REQUIRED TASK. Reproduce the listing that follows with no differences at all.

--- start ENTRIES SUPPLIED ---

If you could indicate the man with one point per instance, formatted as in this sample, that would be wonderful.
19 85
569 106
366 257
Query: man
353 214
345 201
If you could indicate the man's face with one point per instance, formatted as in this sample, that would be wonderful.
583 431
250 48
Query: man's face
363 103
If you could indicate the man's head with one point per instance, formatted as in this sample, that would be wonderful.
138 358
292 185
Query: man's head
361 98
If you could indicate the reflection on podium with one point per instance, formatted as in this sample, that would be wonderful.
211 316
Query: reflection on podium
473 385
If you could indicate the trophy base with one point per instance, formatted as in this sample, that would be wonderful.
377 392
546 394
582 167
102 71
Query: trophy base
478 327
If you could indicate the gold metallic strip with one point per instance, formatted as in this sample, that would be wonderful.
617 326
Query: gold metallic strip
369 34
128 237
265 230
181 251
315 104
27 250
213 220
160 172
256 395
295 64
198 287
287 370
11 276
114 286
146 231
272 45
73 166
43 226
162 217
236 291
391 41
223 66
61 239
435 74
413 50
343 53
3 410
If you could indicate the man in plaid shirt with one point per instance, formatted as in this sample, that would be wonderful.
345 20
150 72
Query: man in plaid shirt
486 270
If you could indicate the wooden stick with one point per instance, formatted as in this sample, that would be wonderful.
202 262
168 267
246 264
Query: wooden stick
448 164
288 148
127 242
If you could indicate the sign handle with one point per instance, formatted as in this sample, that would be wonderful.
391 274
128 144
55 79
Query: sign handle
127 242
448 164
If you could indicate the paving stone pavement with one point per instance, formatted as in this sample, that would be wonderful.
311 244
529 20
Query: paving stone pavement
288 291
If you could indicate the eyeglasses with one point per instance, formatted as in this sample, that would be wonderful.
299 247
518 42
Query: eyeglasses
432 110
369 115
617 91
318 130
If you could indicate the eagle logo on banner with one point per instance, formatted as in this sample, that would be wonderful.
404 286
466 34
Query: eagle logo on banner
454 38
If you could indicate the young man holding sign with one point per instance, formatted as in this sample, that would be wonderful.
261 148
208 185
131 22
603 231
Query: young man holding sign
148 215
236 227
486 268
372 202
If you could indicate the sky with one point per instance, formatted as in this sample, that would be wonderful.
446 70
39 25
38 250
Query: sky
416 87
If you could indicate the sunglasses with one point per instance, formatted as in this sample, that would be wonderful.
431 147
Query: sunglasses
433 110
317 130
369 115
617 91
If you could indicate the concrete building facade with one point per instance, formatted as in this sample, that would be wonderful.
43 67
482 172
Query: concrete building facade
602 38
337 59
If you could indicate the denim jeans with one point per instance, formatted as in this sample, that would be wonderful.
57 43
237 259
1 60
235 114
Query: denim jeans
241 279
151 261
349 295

--- end ENTRIES SUPPLIED ---

REPLY.
If you could indicate the man with one point per instance, formatted as in this sample, that would be wonderful.
19 85
569 106
366 257
Query: man
353 214
345 201
If you could indicate the man's face with one point per instance, formatted as in this sample, that would be wonderful.
583 431
250 48
Query: man's face
363 103
If you could indicate the man's head with one point per instance, formatted as in this sample, that would be wonderful.
138 358
292 185
Query: man's head
361 98
If you could indicate the reflection on podium with one point per instance, formatted as in this sample, that would be wonderful.
211 316
Query: reflection on podium
473 385
If you could indicate the trophy base with one point per instance, formatted as in this sample, that would be wonderful.
377 392
546 394
582 167
102 71
Query: trophy base
478 327
If you could indicate the gold metallic strip with one point per instance, formatted as in this sample, that would be wonderful.
617 326
Query: gold metallic strip
369 34
128 237
265 230
181 251
315 104
27 250
213 220
160 172
256 395
295 64
198 287
287 370
11 276
114 286
146 231
272 45
73 166
43 226
162 217
236 291
391 41
223 66
61 239
435 74
413 50
343 53
3 410
If you could indicate the man in plaid shirt with one point per instance, formatted as in this sample, that would be wonderful.
345 20
150 72
Query: man in plaid shirt
486 270
If you could indicate the wooden stick with one point per instance, formatted as in this sample, that would be wonderful.
202 262
168 267
246 264
Query: wooden stick
448 164
288 148
127 242
If you could indicate the sign handle with one point per instance, formatted as in this sample, that would be wonderful.
391 274
128 144
55 79
Query: sign handle
127 242
448 164
If you could indicate the paving stone pavement with one point per instance, formatted as in this sample, that would be wonderful.
311 244
529 20
Query: paving stone pavement
288 291
If you could indicate the eyeglasses with one point per instance, formatted as in this sample, that would be wonderful.
299 247
518 42
Query: eyeglasses
432 110
369 115
617 91
318 130
If you could indicate the eagle logo on banner with one point per instance, formatted as in this sample, that would be wonderful.
404 286
466 34
Query: eagle logo on banner
454 38
If you could indicate the young man holding sign with one point per instance, formatted as in this sample, that would be wonderful.
261 148
208 185
131 22
603 231
Query: young man holding sign
148 215
236 227
486 268
372 202
If you could indicate the sky with one point per instance, formatted as in this sample, that would be wonderful.
446 70
39 25
38 250
Query: sky
416 87
If you could indicate the sunglasses with one point per instance, formatted as in this sample, that would be wonderful.
431 147
Query: sunglasses
433 110
317 130
369 115
617 91
If you could indicate the concrete building facade with one point per instance, formatted as in this sample, that would be wonderful.
43 67
482 172
Query: concrete building facade
602 38
337 59
If you could indicate the denim jeans with one point per instance, formatted as in this sample, that would be wonderful.
57 43
237 259
1 60
235 114
Query: denim jeans
241 279
151 261
349 295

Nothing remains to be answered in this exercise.